▶ [Exercise objective]
Take the data below and repeat it exactly.

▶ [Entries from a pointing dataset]
= = = = =

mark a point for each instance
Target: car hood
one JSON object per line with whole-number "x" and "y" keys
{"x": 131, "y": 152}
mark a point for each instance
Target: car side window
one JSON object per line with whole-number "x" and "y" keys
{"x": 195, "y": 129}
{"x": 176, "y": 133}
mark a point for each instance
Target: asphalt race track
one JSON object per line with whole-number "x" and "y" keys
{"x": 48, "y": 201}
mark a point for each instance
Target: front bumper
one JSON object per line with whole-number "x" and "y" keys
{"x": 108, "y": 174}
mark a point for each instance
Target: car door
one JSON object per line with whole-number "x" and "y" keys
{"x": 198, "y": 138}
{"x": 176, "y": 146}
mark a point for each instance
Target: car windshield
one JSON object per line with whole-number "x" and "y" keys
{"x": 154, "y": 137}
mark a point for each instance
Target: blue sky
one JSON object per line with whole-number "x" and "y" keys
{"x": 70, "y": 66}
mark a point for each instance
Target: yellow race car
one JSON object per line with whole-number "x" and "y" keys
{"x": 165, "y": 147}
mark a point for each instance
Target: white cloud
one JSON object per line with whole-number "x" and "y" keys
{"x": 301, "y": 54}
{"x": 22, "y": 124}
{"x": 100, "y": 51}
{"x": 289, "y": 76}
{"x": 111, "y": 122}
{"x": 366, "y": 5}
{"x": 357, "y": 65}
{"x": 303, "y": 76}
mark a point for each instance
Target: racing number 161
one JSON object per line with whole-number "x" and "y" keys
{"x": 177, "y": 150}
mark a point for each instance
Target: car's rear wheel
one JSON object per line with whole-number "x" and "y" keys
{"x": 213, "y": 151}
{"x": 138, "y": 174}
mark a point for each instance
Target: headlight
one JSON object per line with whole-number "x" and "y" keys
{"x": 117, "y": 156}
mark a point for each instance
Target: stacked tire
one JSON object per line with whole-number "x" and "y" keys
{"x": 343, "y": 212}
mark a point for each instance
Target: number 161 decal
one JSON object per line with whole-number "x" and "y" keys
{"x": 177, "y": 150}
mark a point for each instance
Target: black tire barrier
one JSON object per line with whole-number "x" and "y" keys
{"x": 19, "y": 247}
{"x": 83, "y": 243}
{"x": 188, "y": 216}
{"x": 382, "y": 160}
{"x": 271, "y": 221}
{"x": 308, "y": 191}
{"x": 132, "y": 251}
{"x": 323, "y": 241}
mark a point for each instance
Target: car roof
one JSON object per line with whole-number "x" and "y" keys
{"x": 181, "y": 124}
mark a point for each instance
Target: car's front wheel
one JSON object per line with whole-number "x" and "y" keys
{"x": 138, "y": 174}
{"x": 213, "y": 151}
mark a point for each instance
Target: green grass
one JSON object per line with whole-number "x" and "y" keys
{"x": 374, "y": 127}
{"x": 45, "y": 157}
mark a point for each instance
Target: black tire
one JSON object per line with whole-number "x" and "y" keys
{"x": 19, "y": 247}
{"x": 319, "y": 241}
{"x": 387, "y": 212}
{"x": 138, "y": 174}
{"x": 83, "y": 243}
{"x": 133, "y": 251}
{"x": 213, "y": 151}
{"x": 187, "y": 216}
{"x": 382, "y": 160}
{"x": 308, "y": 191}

= = = = =

▶ [Answer to this task]
mark a point for each instance
Target: car hood
one JSON object per line with whole-number "x" and "y" keys
{"x": 131, "y": 152}
mark a point for each instance
Target: car side window
one JSON object per line with whole-number "x" and "y" keys
{"x": 195, "y": 129}
{"x": 176, "y": 133}
mark a point for each instance
Target: asphalt race track
one JSON object per line with whole-number "x" and "y" keys
{"x": 48, "y": 201}
mark a point for each instance
Target: front bumper
one JSON object per line with whole-number "x" and "y" keys
{"x": 108, "y": 174}
mark a point for each instance
Target: car door
one JSON object per line with whole-number "x" and "y" keys
{"x": 198, "y": 138}
{"x": 176, "y": 146}
mark a point for each instance
Target: car windshield
one JSON object per line with whole-number "x" and "y" keys
{"x": 154, "y": 137}
mark a point for each instance
Target: blue sky
one JSON object per line with whole-number "x" and "y" keys
{"x": 70, "y": 66}
mark a point for each instance
Target: yellow race car
one JSON object per line with whole-number "x" and "y" keys
{"x": 165, "y": 147}
mark a point for each instance
Target: white cloud
one JSON object per line with whole-number "x" and "y" keys
{"x": 301, "y": 54}
{"x": 22, "y": 124}
{"x": 100, "y": 51}
{"x": 289, "y": 76}
{"x": 111, "y": 122}
{"x": 366, "y": 5}
{"x": 357, "y": 65}
{"x": 303, "y": 76}
mark a point for each instance
Target: racing number 161
one JSON object per line with whole-number "x" and "y" keys
{"x": 177, "y": 150}
mark a point for each instance
Target: car's rear wheel
one JSON object per line with whole-number "x" and "y" keys
{"x": 213, "y": 151}
{"x": 138, "y": 174}
mark a point for each instance
Target: headlight
one JSON object per line with whole-number "x" and "y" keys
{"x": 117, "y": 156}
mark a point for each instance
Target: stacked tire
one JSON object per line with whole-number "x" and "y" keys
{"x": 343, "y": 212}
mark a point for each instance
Target: number 161 decal
one JSON object per line with whole-number "x" and "y" keys
{"x": 177, "y": 150}
mark a point for each instance
Target: black tire barrier
one JSON object per line with whole-number "x" and "y" keys
{"x": 19, "y": 247}
{"x": 83, "y": 243}
{"x": 188, "y": 216}
{"x": 382, "y": 160}
{"x": 271, "y": 221}
{"x": 308, "y": 191}
{"x": 132, "y": 251}
{"x": 323, "y": 241}
mark a point for each instance
Target: car roof
one JSON object per line with whole-number "x" and "y" keys
{"x": 181, "y": 124}
mark a point for each instance
Target: car's front wheel
one JSON object per line with whole-number "x" and "y" keys
{"x": 138, "y": 174}
{"x": 213, "y": 151}
mark a point for each instance
Target: green grass
one JSON object per line with whole-number "x" and "y" keys
{"x": 374, "y": 127}
{"x": 45, "y": 157}
mark a point for each instance
Target: black tire
one JSON object per line with whole-number "x" and "y" keys
{"x": 19, "y": 247}
{"x": 319, "y": 241}
{"x": 387, "y": 212}
{"x": 138, "y": 174}
{"x": 83, "y": 243}
{"x": 133, "y": 251}
{"x": 213, "y": 151}
{"x": 187, "y": 216}
{"x": 382, "y": 160}
{"x": 308, "y": 191}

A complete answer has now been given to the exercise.